**The task**
Continue the news article below about mandatory measles vaccination for children from the point where it ends.

Mandatory measles vaccinations for children could lead to backlash, professor warns

Professor of health systems says it would ‘give oxygen to peculiar views’

The HSE has confirmed 13 cases of measles in the north Dublin area. Photograph: Joe Raedle/Getty

The HSE has confirmed 13 cases of measles in the north Dublin area. Photograph: Joe Raedle/Getty

 

Mandatory measles vaccinations for children could lead to a backlash, a professor of health systems has warned.

Anthony Staines, former chairman of the Irish Blood Tranfusion Service and Professor of Health Systems at the School of Nursing & Human Sciences in DCU, told Newstalk Breakfast that he fears mandatory vaccination would be “giving oxygen to very peculiar views on vaccination.”

The HSE has confirmed 13 cases of measles in the north Dublin area, and it is claimed that the transmission of the disease is a result of poor vaccine uptake.

Dublin city councillor Éilis Ryan is calling for mandatory vaccinations for children. “It is mandatory in France for any child attending a creche or school.

**Provided material**
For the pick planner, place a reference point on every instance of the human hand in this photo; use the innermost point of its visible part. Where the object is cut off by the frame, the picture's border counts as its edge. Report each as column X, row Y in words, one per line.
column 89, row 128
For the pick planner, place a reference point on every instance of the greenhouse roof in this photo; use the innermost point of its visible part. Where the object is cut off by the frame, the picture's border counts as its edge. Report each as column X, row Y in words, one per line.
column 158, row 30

**Reply to the task**
“Any child using any public space should be vaccinated. There have been huge misinformation campaigns.”

However, Professor Staines said that while he agreed with the idea of mandatory vaccination, he feared that if introduced at present it would lead to a backlash.

Instead, he called for greater communication with vulnerable groups, especially those new to Ireland for whom English might not be a first language. There should be a better outreach campaign with more active engagement by anyone coming in contact with children.

“We need to ramp up efforts to vaccinate, to make resources, information and staff available to push the vaccination rate up to 95 per cent.”